Task directions: Count the lines of the records that contain the string "each", and reply with only that number.
- - -
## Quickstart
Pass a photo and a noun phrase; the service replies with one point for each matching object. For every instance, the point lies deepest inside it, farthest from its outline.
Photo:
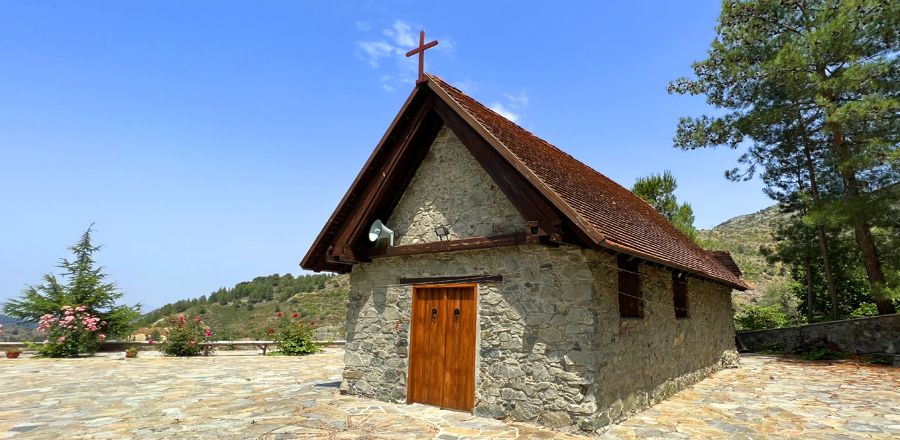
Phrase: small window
(631, 305)
(679, 292)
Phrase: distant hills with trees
(246, 310)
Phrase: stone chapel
(520, 282)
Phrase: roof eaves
(585, 227)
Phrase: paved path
(235, 396)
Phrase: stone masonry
(451, 189)
(551, 347)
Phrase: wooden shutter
(631, 304)
(679, 292)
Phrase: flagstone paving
(240, 395)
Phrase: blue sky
(210, 141)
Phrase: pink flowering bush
(186, 337)
(71, 332)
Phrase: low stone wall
(876, 334)
(113, 346)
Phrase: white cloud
(373, 51)
(387, 52)
(518, 100)
(402, 34)
(505, 112)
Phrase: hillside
(743, 236)
(243, 311)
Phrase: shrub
(185, 337)
(760, 317)
(70, 332)
(864, 309)
(293, 334)
(771, 347)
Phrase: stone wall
(876, 334)
(450, 188)
(551, 347)
(642, 361)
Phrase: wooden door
(442, 346)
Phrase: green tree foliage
(82, 283)
(659, 191)
(761, 317)
(811, 89)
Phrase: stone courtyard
(243, 395)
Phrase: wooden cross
(421, 51)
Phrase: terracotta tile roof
(623, 221)
(724, 258)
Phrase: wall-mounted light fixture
(442, 232)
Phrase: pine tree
(84, 284)
(659, 191)
(836, 62)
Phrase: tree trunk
(820, 230)
(810, 296)
(862, 230)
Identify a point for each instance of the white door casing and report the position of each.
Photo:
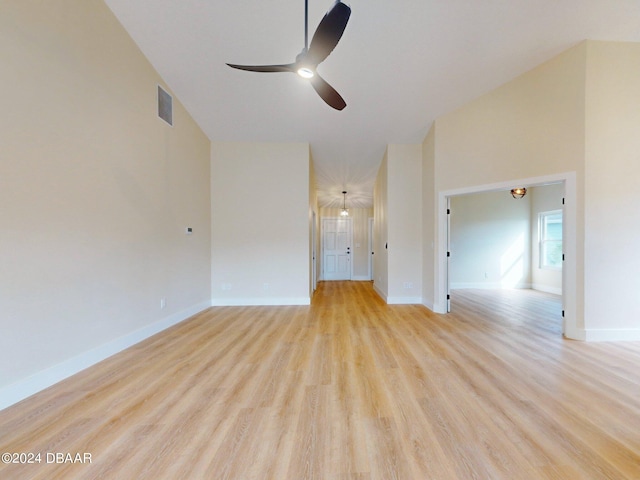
- - -
Full answer: 2